Which of the lines below contain the word "column"? Return each of those lines in full.
————
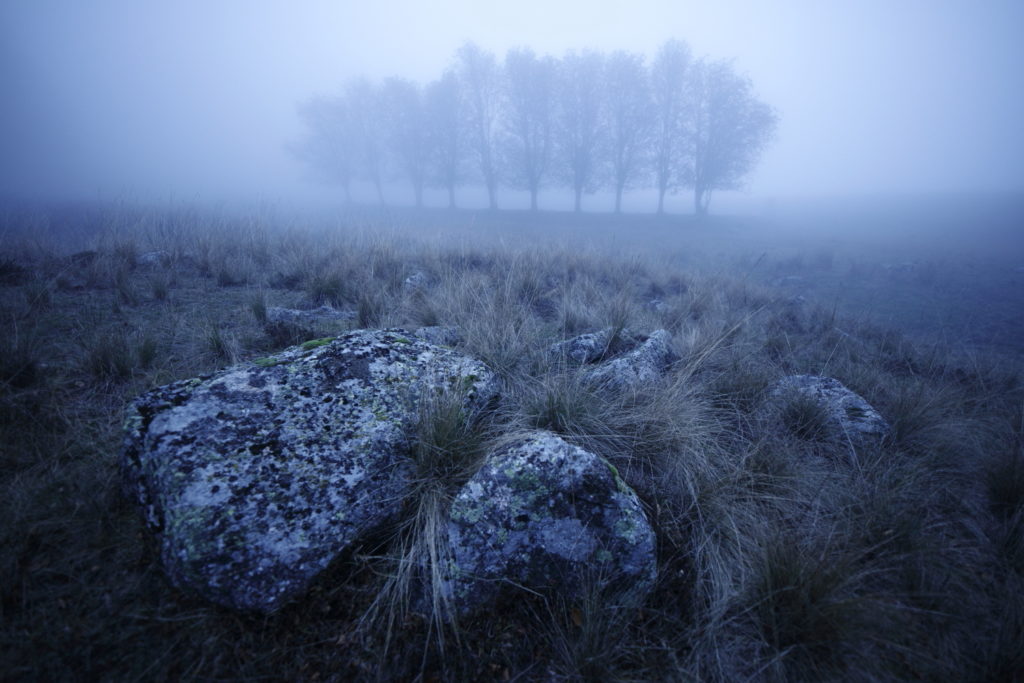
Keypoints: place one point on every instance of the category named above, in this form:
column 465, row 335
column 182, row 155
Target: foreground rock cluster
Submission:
column 255, row 478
————
• EXERCISE ANSWER:
column 465, row 335
column 182, row 155
column 255, row 478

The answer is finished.